**TUJUAN LATIHAN:** Saring materi di bawah dan salin setiap baris yang memuat kata "cloud".

**MATERI YANG DISEDIAKAN:**

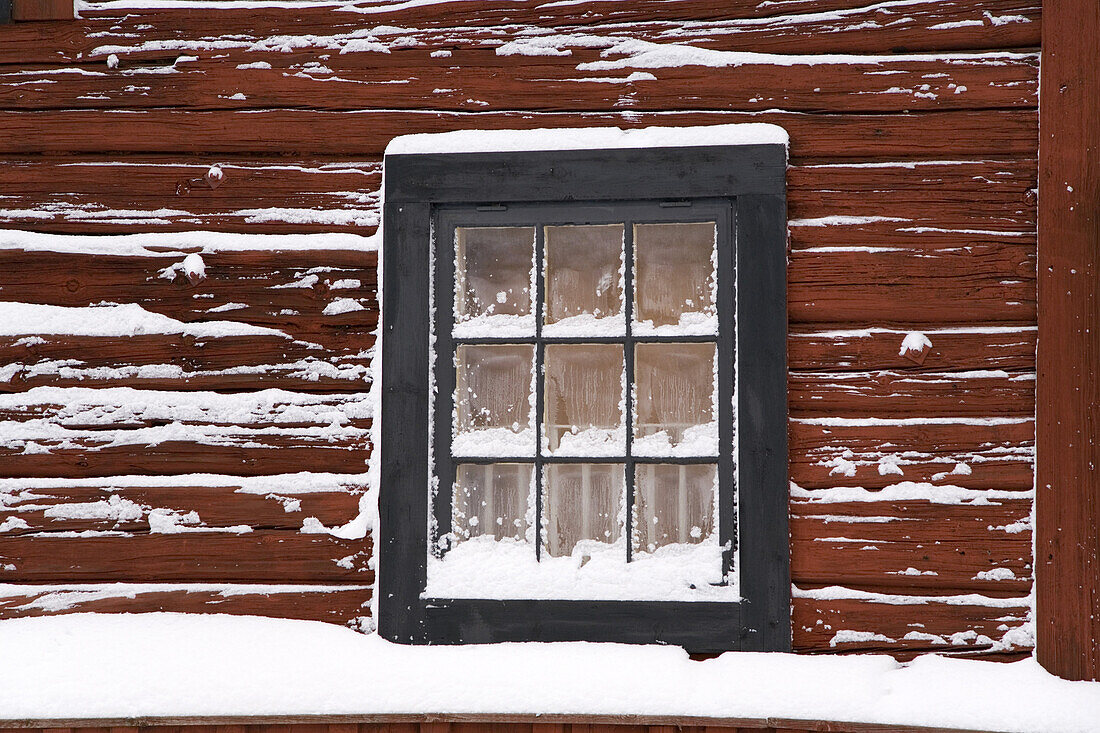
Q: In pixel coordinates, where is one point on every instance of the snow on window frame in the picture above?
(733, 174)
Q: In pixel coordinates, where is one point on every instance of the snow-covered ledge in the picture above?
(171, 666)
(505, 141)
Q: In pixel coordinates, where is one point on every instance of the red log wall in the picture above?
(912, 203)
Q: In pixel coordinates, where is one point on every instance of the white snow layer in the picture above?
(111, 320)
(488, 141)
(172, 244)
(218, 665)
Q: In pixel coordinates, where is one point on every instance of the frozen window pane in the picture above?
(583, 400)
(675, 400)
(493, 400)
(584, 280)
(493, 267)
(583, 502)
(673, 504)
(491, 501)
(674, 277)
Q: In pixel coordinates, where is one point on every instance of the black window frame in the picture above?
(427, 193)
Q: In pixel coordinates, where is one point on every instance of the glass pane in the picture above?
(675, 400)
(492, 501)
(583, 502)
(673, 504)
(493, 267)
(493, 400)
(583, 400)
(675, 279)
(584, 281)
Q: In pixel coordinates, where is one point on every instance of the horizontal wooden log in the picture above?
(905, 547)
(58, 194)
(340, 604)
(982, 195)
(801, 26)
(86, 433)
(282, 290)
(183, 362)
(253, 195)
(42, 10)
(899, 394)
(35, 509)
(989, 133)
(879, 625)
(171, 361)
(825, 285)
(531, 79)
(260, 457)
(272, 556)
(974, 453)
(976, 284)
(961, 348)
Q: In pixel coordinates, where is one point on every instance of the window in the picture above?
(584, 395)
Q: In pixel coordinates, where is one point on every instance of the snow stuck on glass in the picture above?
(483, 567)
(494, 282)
...
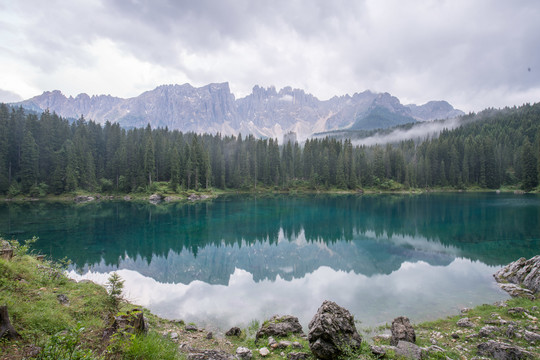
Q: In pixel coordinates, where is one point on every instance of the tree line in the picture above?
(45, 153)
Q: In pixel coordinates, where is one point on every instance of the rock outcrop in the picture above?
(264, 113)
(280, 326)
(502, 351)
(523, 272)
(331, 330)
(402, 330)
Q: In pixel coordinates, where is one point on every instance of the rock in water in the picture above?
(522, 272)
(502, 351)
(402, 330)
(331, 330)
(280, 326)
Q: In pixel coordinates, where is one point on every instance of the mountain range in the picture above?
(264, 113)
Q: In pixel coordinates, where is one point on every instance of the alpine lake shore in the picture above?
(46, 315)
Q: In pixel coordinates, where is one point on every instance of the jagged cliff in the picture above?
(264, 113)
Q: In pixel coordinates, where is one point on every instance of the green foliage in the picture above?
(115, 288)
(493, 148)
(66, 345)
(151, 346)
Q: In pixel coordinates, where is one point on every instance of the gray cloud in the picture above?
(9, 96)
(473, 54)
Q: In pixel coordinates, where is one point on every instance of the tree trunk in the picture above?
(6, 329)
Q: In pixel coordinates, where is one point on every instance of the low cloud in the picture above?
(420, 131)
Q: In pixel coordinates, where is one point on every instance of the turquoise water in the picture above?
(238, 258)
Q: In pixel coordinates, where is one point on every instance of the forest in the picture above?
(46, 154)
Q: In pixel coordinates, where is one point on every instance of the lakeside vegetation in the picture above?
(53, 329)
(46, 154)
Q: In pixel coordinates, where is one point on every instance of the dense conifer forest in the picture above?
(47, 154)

**HASIL TUGAS:**
Q: In pixel coordinates, where is one point on every instance of the gray cloud in the picture above?
Q: In pixel coordinates, where is one point on every instance of the low cloud in the picture above?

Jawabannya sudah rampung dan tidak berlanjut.